▸ **Given task**
Print the lines below exactly, from the first line through the line containing "[93,80,283,231]", including both. Leave the pictures out of your answer.

▸ **Collected data entries**
===

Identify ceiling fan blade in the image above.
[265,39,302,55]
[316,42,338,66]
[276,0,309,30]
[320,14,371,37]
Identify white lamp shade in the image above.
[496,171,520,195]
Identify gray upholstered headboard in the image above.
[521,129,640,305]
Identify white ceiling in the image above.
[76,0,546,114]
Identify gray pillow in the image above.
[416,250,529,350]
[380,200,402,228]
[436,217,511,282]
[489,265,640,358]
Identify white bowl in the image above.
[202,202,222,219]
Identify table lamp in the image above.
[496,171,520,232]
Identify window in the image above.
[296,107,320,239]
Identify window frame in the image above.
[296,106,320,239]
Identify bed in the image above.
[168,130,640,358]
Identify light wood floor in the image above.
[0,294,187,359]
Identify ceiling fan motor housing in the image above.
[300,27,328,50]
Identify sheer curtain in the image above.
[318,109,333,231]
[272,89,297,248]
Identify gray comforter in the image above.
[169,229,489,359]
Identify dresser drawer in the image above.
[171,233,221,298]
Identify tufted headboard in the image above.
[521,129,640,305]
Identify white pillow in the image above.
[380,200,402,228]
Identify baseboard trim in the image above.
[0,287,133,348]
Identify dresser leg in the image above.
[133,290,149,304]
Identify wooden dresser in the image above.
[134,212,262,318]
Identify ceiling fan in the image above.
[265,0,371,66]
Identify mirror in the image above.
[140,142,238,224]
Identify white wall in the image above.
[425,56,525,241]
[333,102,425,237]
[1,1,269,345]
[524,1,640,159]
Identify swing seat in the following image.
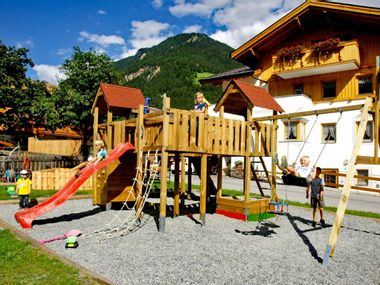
[269,201,289,214]
[6,185,17,198]
[281,174,308,187]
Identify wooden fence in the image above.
[32,168,92,190]
[28,137,81,156]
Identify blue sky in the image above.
[0,0,380,84]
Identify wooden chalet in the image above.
[206,0,380,262]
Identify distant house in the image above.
[204,0,380,187]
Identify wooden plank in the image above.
[252,105,363,122]
[323,98,372,264]
[174,153,180,217]
[159,97,170,232]
[199,154,207,226]
[270,111,279,202]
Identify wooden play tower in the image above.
[93,80,283,231]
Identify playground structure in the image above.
[93,78,283,232]
[93,74,380,263]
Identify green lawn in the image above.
[0,230,99,285]
[0,185,92,200]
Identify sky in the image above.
[0,0,380,84]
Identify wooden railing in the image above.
[322,171,380,193]
[272,40,360,73]
[99,108,272,156]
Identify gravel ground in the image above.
[0,199,380,284]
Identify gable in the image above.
[231,0,380,67]
[214,80,284,116]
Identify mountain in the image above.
[115,33,242,109]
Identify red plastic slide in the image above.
[15,142,135,229]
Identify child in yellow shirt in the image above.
[16,170,32,209]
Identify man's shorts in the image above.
[310,197,325,209]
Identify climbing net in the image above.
[87,150,160,240]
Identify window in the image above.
[323,81,336,98]
[358,75,372,94]
[284,121,305,141]
[323,168,339,188]
[357,169,368,186]
[322,123,336,143]
[294,83,304,94]
[356,121,373,142]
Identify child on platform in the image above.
[306,167,326,227]
[194,92,208,112]
[16,169,32,209]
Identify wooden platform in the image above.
[216,197,269,215]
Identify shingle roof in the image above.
[99,83,145,109]
[233,80,284,113]
[214,79,284,116]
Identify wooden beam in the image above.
[295,17,305,32]
[159,97,170,232]
[323,97,372,265]
[356,155,380,164]
[270,111,279,202]
[199,154,207,226]
[174,153,180,217]
[252,105,363,122]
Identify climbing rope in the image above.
[86,149,160,240]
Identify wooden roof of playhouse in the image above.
[231,0,380,67]
[214,80,284,116]
[92,83,145,115]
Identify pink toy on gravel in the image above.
[38,230,82,244]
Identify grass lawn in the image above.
[0,185,92,200]
[0,230,99,285]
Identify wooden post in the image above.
[174,152,180,217]
[199,154,207,226]
[243,107,252,204]
[91,107,99,205]
[159,97,170,232]
[135,105,144,218]
[373,56,380,162]
[323,97,372,266]
[216,106,226,199]
[270,111,278,202]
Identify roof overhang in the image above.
[231,0,380,67]
[275,61,359,79]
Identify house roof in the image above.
[231,0,380,67]
[92,83,145,113]
[214,80,284,116]
[199,66,254,85]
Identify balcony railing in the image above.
[272,40,360,79]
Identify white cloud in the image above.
[79,31,125,47]
[152,0,163,9]
[33,64,66,85]
[16,37,34,48]
[169,0,230,18]
[57,48,71,56]
[169,0,304,48]
[182,25,202,33]
[130,20,172,49]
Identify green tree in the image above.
[0,41,48,134]
[45,47,122,156]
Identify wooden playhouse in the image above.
[92,80,283,231]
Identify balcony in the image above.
[272,40,360,79]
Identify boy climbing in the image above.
[306,167,326,227]
[194,92,208,112]
[275,155,314,187]
[16,169,32,209]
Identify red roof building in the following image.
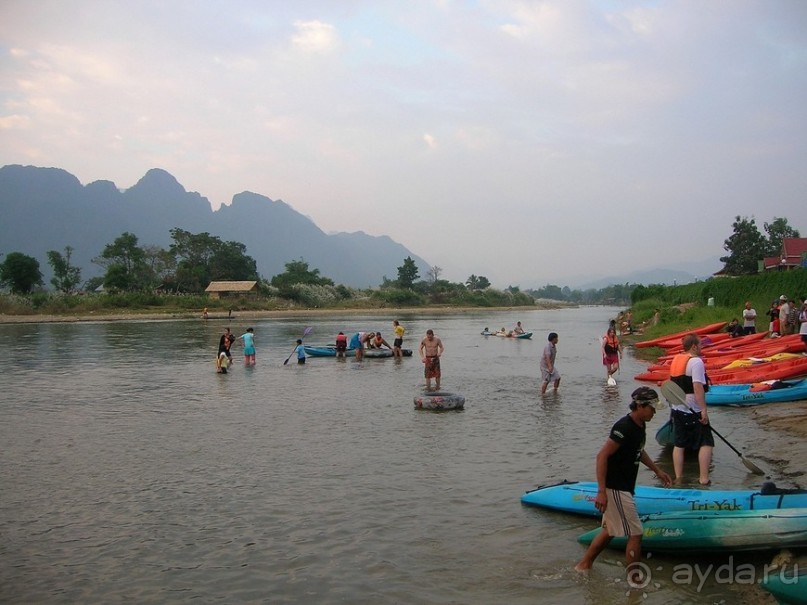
[762,237,807,271]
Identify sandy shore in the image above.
[749,401,807,488]
[0,302,807,488]
[0,302,577,324]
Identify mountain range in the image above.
[0,165,430,288]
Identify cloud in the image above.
[291,21,339,54]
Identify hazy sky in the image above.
[0,0,807,287]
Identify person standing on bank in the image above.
[743,301,757,336]
[238,328,255,366]
[670,334,715,485]
[602,326,622,384]
[392,319,406,357]
[541,332,560,395]
[574,387,672,583]
[419,329,444,391]
[294,338,305,365]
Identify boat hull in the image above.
[578,508,807,552]
[706,379,807,406]
[521,481,807,517]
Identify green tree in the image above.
[465,275,490,291]
[720,216,767,275]
[271,258,334,290]
[47,246,81,294]
[762,217,801,256]
[170,227,258,292]
[92,231,149,290]
[398,256,420,288]
[0,252,43,294]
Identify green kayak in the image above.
[577,508,807,552]
[762,567,807,605]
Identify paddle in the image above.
[283,326,314,365]
[661,380,765,475]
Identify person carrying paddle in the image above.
[670,334,715,485]
[602,326,622,384]
[574,387,672,585]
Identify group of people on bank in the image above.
[726,294,807,343]
[575,328,728,583]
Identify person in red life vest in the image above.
[370,332,392,350]
[670,334,715,485]
[336,332,347,357]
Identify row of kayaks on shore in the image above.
[521,481,807,605]
[521,481,807,552]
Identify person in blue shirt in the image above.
[294,338,305,365]
[238,328,255,366]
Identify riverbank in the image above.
[0,300,577,324]
[0,301,807,488]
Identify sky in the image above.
[0,0,807,288]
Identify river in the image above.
[0,307,776,605]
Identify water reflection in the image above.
[0,309,784,604]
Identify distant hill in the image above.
[0,165,430,288]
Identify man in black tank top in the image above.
[575,387,672,583]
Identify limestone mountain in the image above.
[0,165,429,288]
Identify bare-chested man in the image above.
[419,330,443,391]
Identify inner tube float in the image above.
[415,391,465,410]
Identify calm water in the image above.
[0,308,788,605]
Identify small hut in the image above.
[205,281,258,299]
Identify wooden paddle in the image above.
[283,326,314,365]
[661,380,765,475]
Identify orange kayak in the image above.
[635,357,807,384]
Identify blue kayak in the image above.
[303,345,356,357]
[706,379,807,405]
[577,508,807,553]
[521,481,807,517]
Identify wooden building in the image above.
[205,281,258,298]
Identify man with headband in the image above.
[575,387,672,582]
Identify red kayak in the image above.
[635,357,807,384]
[633,321,728,349]
[656,332,731,355]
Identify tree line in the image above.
[0,216,799,306]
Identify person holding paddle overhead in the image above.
[670,334,715,485]
[574,387,672,586]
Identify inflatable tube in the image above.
[415,391,465,410]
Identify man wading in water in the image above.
[420,330,443,391]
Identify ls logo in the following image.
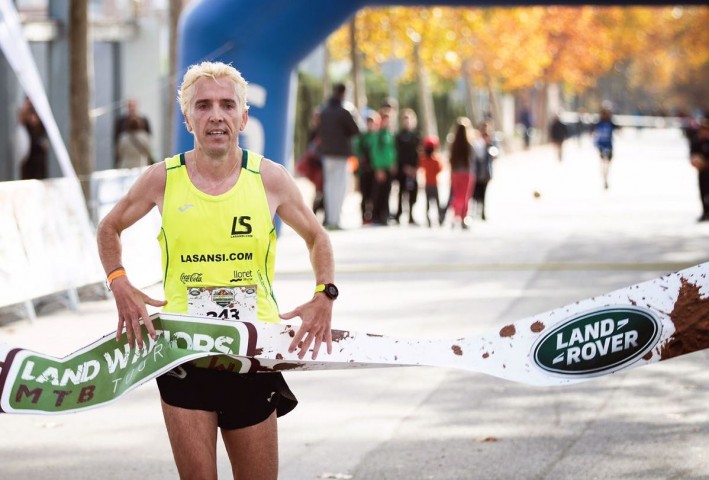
[231,216,253,237]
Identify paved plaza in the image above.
[0,128,709,480]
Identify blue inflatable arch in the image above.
[173,0,701,163]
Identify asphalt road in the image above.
[0,129,709,480]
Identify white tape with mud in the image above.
[0,263,709,414]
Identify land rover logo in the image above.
[532,307,662,377]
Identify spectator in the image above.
[116,117,155,168]
[419,136,444,228]
[318,83,359,230]
[295,111,327,219]
[394,108,421,225]
[355,112,381,225]
[448,118,475,230]
[371,110,396,225]
[592,108,618,190]
[549,115,569,161]
[18,97,49,180]
[113,98,152,168]
[689,118,709,222]
[473,128,499,221]
[519,106,534,149]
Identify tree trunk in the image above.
[163,0,182,156]
[414,42,438,137]
[350,15,367,112]
[69,0,95,200]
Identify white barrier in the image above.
[0,178,103,316]
[0,169,161,319]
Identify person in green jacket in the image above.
[353,111,381,225]
[368,110,396,225]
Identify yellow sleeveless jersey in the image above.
[158,150,279,322]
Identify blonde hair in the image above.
[177,62,249,116]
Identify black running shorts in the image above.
[157,363,298,430]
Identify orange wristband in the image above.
[106,267,126,288]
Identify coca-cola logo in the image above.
[180,273,202,285]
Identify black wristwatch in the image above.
[315,283,340,300]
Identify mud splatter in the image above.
[529,321,547,333]
[257,362,305,372]
[500,325,517,337]
[332,330,350,342]
[273,363,305,372]
[660,278,709,360]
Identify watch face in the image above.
[325,283,340,300]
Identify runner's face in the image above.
[185,78,248,157]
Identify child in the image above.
[419,136,443,228]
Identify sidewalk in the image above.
[0,129,709,480]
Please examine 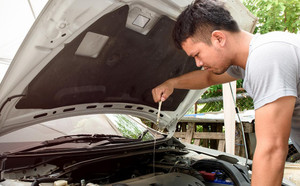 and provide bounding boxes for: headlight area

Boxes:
[0,141,250,186]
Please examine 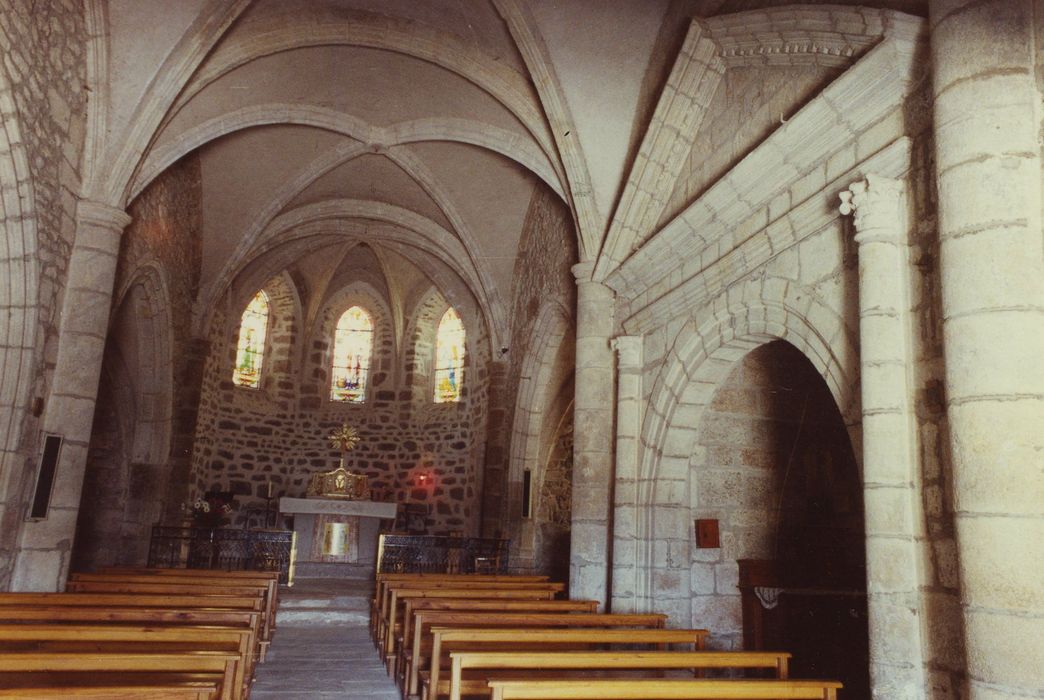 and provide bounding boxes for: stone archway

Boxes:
[626,289,861,625]
[689,341,870,698]
[501,301,575,566]
[71,263,173,570]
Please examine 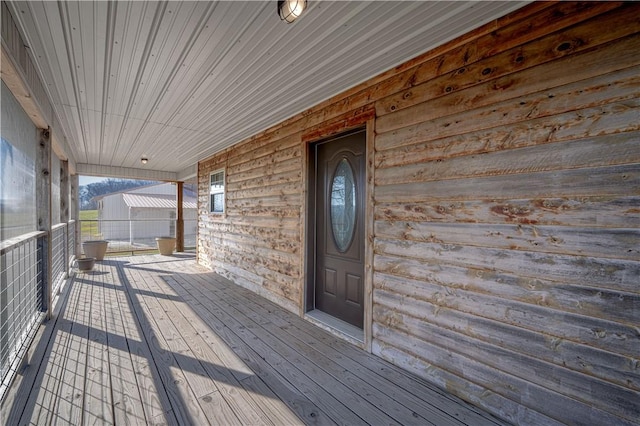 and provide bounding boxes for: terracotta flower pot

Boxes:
[82,240,109,260]
[156,237,176,256]
[76,257,96,272]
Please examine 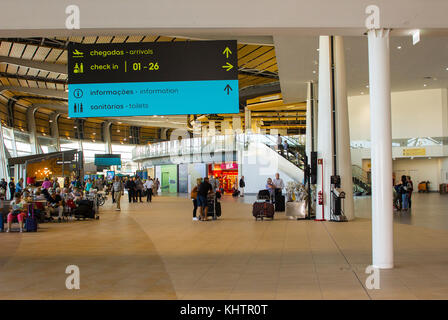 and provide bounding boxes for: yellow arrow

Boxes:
[222,47,232,58]
[222,62,233,71]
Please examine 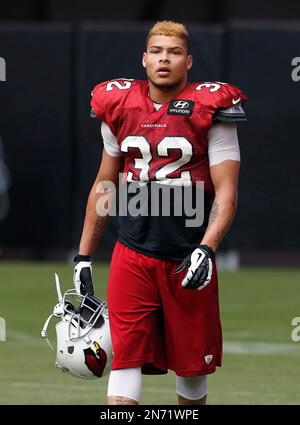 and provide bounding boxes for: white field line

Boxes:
[223,340,300,357]
[5,330,300,357]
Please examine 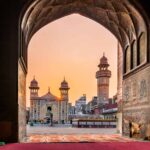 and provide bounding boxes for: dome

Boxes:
[60,78,69,89]
[40,88,59,101]
[98,54,109,67]
[100,55,108,64]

===

▸ **Solution for this exercise**
Identify ceiling fan blade in the image above.
[265,39,302,55]
[316,42,338,66]
[276,0,309,30]
[320,14,371,37]
Identify white lamp shade in the image above.
[496,171,520,195]
Identify gray upholstered headboard in the image above.
[521,129,640,305]
Identify white ceiling in the image above.
[76,0,546,114]
Identify gray pillow in the image above.
[416,250,529,350]
[380,200,402,228]
[436,217,511,282]
[489,265,640,358]
Identify white bowl in the image above.
[202,202,222,219]
Identify table lamp in the image above.
[496,171,520,232]
Identify window in the image above.
[296,107,320,239]
Identify window frame in the image above.
[296,106,320,239]
Identify bed in the image above.
[168,130,640,358]
Identify light wood floor in the image above.
[0,294,187,359]
Identify ceiling fan motor housing in the image above.
[300,27,328,50]
Identify sheer curtain in the image above.
[318,109,333,231]
[272,89,297,248]
Identify gray comforter in the image above.
[169,229,489,359]
Identify dresser drawer in the image above.
[171,233,221,298]
Identify tufted headboard in the image above.
[521,129,640,305]
Identify white pillow in the image above.
[380,200,402,228]
Identify baseboard trim in the image above.
[0,287,133,348]
Identify dresser leg in the image above.
[133,290,149,304]
Identify wooden dresser in the image above.
[134,212,262,318]
Identify ceiling fan in the image above.
[265,0,371,66]
Identify mirror in the image above.
[140,142,238,224]
Identify white wall in the image above.
[425,56,525,241]
[333,102,425,237]
[1,1,269,345]
[524,1,640,159]
Identify swing seat in the following image.
[269,201,289,214]
[6,185,17,198]
[281,174,308,187]
Identify wooden fence in the image above.
[32,168,92,190]
[28,137,81,156]
Identify blue sky in the image above.
[0,0,380,84]
Identify wooden chalet in the image above.
[206,0,380,262]
Identify distant house in the image above.
[204,0,380,187]
Identify wooden plank in the image above.
[252,105,363,122]
[323,98,372,264]
[174,153,180,217]
[159,97,170,232]
[199,154,207,226]
[270,111,279,202]
Identify wooden play tower in the image above.
[93,80,283,231]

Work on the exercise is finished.